BEGIN Material to process

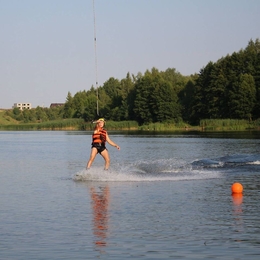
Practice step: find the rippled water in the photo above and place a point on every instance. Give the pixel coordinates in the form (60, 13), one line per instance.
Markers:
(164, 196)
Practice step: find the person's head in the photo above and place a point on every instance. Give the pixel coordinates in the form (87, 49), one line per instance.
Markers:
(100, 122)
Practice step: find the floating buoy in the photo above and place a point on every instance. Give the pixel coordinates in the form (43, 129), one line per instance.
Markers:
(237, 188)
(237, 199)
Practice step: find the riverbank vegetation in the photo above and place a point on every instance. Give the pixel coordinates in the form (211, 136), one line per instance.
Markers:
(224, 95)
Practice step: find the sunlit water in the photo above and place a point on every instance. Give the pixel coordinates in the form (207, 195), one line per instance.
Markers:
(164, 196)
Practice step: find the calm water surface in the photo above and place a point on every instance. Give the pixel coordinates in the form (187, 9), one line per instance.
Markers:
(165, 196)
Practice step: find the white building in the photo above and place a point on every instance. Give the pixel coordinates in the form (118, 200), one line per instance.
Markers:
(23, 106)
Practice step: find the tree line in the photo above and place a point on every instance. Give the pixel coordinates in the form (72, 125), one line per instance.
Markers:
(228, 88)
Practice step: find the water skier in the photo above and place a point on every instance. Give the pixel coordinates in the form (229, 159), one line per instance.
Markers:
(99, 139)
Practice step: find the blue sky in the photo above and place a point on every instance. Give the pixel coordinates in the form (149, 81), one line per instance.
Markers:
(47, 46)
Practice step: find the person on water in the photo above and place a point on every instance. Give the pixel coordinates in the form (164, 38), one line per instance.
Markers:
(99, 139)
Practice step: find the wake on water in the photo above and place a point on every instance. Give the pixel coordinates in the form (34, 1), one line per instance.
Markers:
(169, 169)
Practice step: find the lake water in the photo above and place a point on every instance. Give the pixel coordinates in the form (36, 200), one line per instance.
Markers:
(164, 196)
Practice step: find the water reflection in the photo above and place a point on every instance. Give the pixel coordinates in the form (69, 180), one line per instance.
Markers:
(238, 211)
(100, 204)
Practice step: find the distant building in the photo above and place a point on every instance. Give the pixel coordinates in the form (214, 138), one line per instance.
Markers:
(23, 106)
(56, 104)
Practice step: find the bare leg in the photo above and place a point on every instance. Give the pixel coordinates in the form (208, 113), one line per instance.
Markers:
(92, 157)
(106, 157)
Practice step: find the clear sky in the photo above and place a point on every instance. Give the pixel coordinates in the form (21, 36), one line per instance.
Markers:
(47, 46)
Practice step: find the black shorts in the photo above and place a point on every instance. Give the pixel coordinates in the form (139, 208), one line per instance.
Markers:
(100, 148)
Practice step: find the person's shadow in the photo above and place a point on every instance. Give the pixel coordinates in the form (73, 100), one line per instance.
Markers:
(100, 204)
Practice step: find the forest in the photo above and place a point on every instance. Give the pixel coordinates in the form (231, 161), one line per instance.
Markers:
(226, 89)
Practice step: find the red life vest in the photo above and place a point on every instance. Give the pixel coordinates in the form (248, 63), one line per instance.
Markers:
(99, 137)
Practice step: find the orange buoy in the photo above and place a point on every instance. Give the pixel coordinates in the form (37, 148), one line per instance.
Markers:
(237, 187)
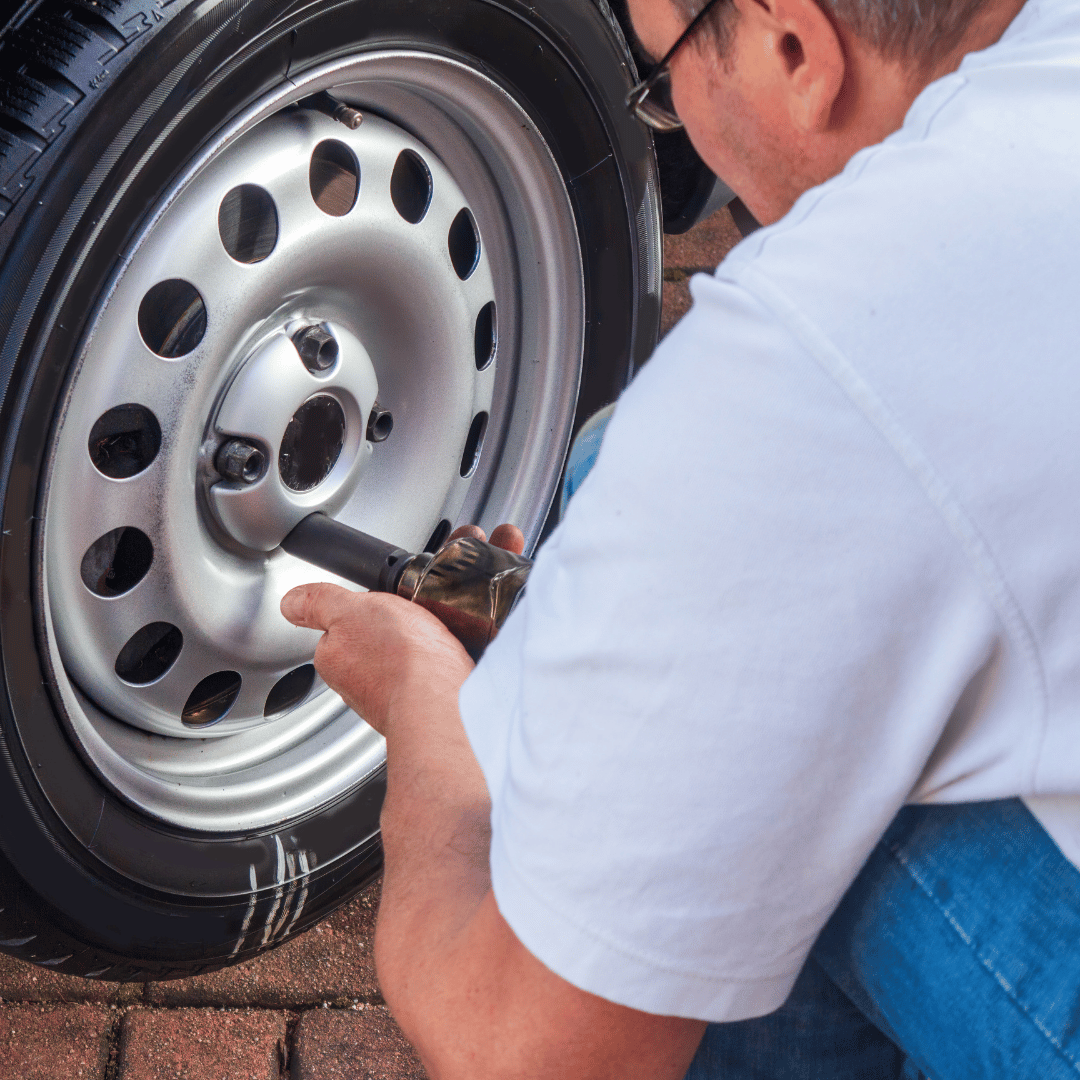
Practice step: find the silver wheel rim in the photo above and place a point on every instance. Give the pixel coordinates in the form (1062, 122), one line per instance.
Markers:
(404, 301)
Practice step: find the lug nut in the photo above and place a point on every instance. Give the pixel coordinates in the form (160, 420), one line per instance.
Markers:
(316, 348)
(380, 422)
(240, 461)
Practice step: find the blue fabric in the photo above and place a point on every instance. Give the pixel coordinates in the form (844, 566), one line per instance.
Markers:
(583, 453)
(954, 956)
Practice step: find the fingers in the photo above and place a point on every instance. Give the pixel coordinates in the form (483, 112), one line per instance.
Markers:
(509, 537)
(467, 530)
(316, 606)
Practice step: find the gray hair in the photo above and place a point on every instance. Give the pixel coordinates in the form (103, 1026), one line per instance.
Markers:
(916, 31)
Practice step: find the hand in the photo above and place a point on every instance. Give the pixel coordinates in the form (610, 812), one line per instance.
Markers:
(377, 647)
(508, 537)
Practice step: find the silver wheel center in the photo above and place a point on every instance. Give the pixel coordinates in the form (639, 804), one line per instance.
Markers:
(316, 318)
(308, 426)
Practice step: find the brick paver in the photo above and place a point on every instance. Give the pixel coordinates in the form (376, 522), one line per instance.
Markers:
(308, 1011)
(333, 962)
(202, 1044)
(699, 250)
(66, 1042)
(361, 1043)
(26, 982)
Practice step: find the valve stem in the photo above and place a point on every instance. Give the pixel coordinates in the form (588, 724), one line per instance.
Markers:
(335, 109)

END Material to process
BEGIN Material to process

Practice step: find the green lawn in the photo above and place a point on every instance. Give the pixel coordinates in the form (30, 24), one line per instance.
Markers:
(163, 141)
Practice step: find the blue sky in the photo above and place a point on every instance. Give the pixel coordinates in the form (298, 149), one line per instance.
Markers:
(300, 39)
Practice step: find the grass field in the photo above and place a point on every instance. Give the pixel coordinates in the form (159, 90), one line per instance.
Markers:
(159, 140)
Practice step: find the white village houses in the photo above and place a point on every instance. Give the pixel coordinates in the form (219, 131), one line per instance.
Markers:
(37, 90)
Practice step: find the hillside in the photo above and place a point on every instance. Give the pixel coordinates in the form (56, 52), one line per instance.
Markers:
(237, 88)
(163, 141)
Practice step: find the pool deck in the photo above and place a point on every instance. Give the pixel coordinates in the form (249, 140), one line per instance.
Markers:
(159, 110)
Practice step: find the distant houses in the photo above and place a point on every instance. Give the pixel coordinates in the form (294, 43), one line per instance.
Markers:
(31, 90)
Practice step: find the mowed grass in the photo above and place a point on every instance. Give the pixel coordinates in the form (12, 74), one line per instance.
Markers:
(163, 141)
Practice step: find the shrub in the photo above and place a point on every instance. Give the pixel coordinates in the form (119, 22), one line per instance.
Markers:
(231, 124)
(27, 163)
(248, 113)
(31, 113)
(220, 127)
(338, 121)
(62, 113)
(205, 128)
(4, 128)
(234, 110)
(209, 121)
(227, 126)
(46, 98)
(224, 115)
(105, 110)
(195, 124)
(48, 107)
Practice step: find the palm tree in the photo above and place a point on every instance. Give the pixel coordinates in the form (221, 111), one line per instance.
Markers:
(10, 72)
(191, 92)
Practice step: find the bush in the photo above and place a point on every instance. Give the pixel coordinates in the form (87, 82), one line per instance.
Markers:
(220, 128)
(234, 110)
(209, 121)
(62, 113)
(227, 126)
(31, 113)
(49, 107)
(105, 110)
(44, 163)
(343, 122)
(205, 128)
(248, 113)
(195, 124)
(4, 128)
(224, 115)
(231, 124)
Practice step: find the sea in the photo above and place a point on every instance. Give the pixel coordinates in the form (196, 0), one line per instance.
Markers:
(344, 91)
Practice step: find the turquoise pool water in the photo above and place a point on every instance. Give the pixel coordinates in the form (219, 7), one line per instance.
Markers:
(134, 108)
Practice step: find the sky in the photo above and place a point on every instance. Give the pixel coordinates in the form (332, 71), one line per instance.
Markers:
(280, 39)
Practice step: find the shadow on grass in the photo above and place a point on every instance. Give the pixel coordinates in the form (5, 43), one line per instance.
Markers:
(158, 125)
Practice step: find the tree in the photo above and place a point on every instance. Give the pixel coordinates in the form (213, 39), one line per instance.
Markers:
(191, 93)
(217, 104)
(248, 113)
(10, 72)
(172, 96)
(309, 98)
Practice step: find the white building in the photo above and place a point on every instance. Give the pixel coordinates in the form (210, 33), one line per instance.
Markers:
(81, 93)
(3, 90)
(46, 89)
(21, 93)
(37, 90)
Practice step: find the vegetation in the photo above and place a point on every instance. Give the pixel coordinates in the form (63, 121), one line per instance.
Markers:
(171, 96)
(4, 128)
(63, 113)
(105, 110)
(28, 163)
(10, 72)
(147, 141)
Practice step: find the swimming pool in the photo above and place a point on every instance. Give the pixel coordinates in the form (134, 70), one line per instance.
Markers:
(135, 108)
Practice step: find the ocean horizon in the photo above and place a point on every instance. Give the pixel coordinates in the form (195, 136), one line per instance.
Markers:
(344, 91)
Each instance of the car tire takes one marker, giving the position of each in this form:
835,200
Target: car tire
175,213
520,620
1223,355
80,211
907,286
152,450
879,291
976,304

END Material to process

## Instruction:
Pull out every line of the rows above that contains the string "tree", treating uppercase and lowercase as different.

## Solved problem:
Practice step: find the tree line in the photo above and place a point on every instance. Give the pixel coordinates in the form (72, 125), one line per instance.
Practice step: find the palm tree in the photo above and place a point on every instance. Give the pixel coordinates in the form (221, 111), one line per instance.
Practice step: find the tree in the photo above and place a point on every instance. Give the pixel coordinates in the form (213, 39), one line per instance.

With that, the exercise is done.